Buntes

Dang Qiu: "Titelgewinn in Portugal für mich der Wahnsinn"

Am Sonntag gewann Dang Qiu sein erstes ITTF-Turnier im Einzel (©ITTF)

20.02.2020 - In drei von sechs Spielen hatte Dang Qiu bei den Portugal Open in Lissabon in der vergangenen Woche Matchbälle gegen sich – aus allen Spielen ging der 23-Jährige als Sieger hervor. Am Ende gelang ihm mit dem Finalsieg über den Ukrainer Yevhen Pryshchepa sogar der Gewinn des ersten Einzeltitels bei einem ITTF-Turnier. Im Interview spricht der Penholderspieler u. a. über diesen Triumph, seine Nervenstärke, die WM und seine langfristigen Karriereziele.

myTischtennis.de: Dang, herzlichen Glückwunsch zum Titelgewinn in Portugal! Hättest du mit diesem Triumph vor dem Turnier gerechnet?

(Einträge aus einem Datensatz)
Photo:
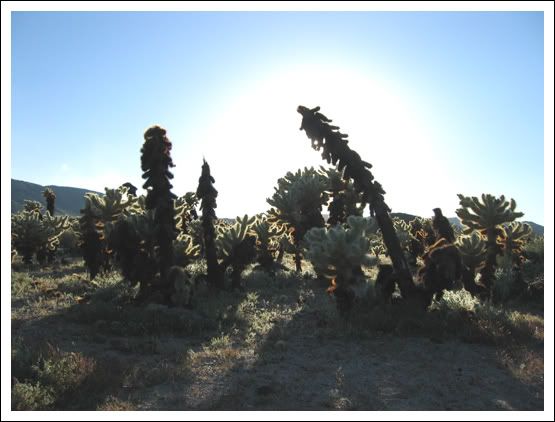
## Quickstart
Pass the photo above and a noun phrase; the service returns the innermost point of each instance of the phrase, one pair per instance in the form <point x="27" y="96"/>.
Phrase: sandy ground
<point x="295" y="365"/>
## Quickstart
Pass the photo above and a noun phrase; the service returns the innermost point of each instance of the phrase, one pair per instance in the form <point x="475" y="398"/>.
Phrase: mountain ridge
<point x="69" y="201"/>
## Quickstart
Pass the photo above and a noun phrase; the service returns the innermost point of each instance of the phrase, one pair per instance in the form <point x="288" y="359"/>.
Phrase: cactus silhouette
<point x="473" y="252"/>
<point x="487" y="216"/>
<point x="36" y="235"/>
<point x="155" y="163"/>
<point x="338" y="254"/>
<point x="335" y="150"/>
<point x="50" y="197"/>
<point x="345" y="200"/>
<point x="297" y="203"/>
<point x="513" y="239"/>
<point x="92" y="240"/>
<point x="207" y="195"/>
<point x="236" y="246"/>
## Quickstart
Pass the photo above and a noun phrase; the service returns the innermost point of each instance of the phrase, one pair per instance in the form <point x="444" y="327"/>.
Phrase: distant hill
<point x="68" y="200"/>
<point x="536" y="228"/>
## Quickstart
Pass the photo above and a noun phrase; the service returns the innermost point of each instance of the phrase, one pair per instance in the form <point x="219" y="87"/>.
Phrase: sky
<point x="439" y="103"/>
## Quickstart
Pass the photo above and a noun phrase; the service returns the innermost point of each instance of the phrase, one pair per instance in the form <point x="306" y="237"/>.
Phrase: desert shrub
<point x="32" y="396"/>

**AUFGABE:** Aktualisiere im Text über Dang Qiu alles von "20.02.2020 - In" bis hinunter zu "seine langfristigen Karriereziele.", indem du "Lissabon" durch "Porto" ersetzt. Die Einträge haben mit dem Text nichts zu tun.

**LÖSUNG:**
20.02.2020 - In drei von sechs Spielen hatte Dang Qiu bei den Portugal Open in Porto in der vergangenen Woche Matchbälle gegen sich – aus allen Spielen ging der 23-Jährige als Sieger hervor. Am Ende gelang ihm mit dem Finalsieg über den Ukrainer Yevhen Pryshchepa sogar der Gewinn des ersten Einzeltitels bei einem ITTF-Turnier. Im Interview spricht der Penholderspieler u. a. über diesen Triumph, seine Nervenstärke, die WM und seine langfristigen Karriereziele.